Dr. Gary has been doing surgery on board for 20+ years and so it was such an incredible experience seeing him operate on this young man who had a unilateral cleft palate and a poorly repaired cleft lip. Incredible the things that you can do to solve different problems. He used fatty tissue from the cheeks to help repair the palate, which was a very complex procedure. He told me that he would try it and if it didn't work, he would then have to do a pharyngioplasty, where he takes part of the back of the throat to repair the palate. I had this done, but mainly for speech purposes- when you remove this piece of tissue, it allows a cleft patient to speak more clearly. However, Dr. Gary explained that it is not as useful to West African patients. Mine was a part of a series of surgeries over my life, but this man had one shot at this surgery, so Dr. Gary was trying to do all he could to help his speech without follow-up procedures. Dr. Gary was a great teacher- he brought me over a few times to view up close what was going on and would show me everything he did and was getting ready to do- I just couldn't touch the blue... that's easier said than done;)
It was also great because my friend Allison was the circulating nurse- who is not scrubbed in and helps get supplies to the nurses helping the surgeon in a sanitary way and also helps those viewing by making sure they don't pass out, and takes pictures for them. It was great having her because I could ask her all kinds of questions that I knew she knew the answers to, and she understood my high interest in the surgery. The other nurses had no idea why I was so keen on seeing the surgery, but Dr. Gary has worked with my mom- so he totally knew. But- it was great having a friend there to help me understand everything.

*Action item:* Proceed with the account of watching the cleft palate surgery, picking up right after its last sentence.

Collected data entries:
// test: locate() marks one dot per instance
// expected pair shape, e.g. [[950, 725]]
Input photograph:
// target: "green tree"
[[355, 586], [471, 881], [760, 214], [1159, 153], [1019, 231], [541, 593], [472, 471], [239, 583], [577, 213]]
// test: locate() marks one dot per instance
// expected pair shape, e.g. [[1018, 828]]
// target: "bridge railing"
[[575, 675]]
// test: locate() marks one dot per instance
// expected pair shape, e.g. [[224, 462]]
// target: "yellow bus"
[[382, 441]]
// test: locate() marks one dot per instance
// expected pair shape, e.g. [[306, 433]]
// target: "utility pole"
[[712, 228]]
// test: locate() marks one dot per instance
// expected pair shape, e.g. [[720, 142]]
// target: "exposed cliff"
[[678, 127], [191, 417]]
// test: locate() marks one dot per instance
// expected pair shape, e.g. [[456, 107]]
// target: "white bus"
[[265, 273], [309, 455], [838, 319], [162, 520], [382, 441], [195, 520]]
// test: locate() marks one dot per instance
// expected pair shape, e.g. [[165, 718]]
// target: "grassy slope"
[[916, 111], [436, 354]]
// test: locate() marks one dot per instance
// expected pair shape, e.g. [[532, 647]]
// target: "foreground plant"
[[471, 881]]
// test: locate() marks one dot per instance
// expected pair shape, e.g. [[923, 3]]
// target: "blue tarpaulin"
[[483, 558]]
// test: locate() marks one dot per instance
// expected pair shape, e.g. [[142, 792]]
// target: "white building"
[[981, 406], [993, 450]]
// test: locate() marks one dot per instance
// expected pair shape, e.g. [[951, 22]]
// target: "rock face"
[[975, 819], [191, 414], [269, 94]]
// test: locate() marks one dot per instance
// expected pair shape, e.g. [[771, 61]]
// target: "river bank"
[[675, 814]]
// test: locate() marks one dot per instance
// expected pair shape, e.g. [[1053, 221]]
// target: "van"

*Expected answer:*
After about an hour, my friend Seth, who is the scheduling coordinator for the OR, came through and asked if I minded going to another room while a couple came to view the surgery. I was a little sad- but had him promise that I'd get to see the end. Honestly, it was probably better- I think I needed a break. He brought me to another room and warned me before I went in that it was a little more of a bloody procedure. I was brought into a room with a woman who was getting a goiter removed. Goiters are extremely prevalent in West Africa due to certain toxins in uncooked foods- like cassava, which is a huge staple in Sierra Leone- which cause certain things to occur in the thyroid, which causes it to enlarge. In our diet, we have iodized salt, which helps break down these enzymes, but here it is too expensive for them to include in their everyday diet.
I was in the operating room with the lovely Lord Ian Mccoll as well as Dr. Kelly, who is only here for a few weeks. Lord Ian comes frequently, but doesn't stay too long- he's on the international board and is a well known surgeon- he's a real treat to have around. At first I was at the foot of the bed and couldn't see too much, but after a while, I was brought to the head of the bed an boy was there a good view. They had started to tear away any tissue they could, but had to isolate the veins and arteries so that they did not cause too much bleeding. They found the veins, tied them off on both the end of the thyroid and the woman's neck, then cut in between the ties. By the time I left, the whole right side was free, and they were close to removing the thyroid all together. It was awesome. There was quite a bit of blood, but once I got over that, it was totally cool.
I was then brought back into Dr. Gary's room to watch the final closure of the palate, as well as the lip repair. Super super super super cool... I'm so glad I got this experience- it was absolutely incredible.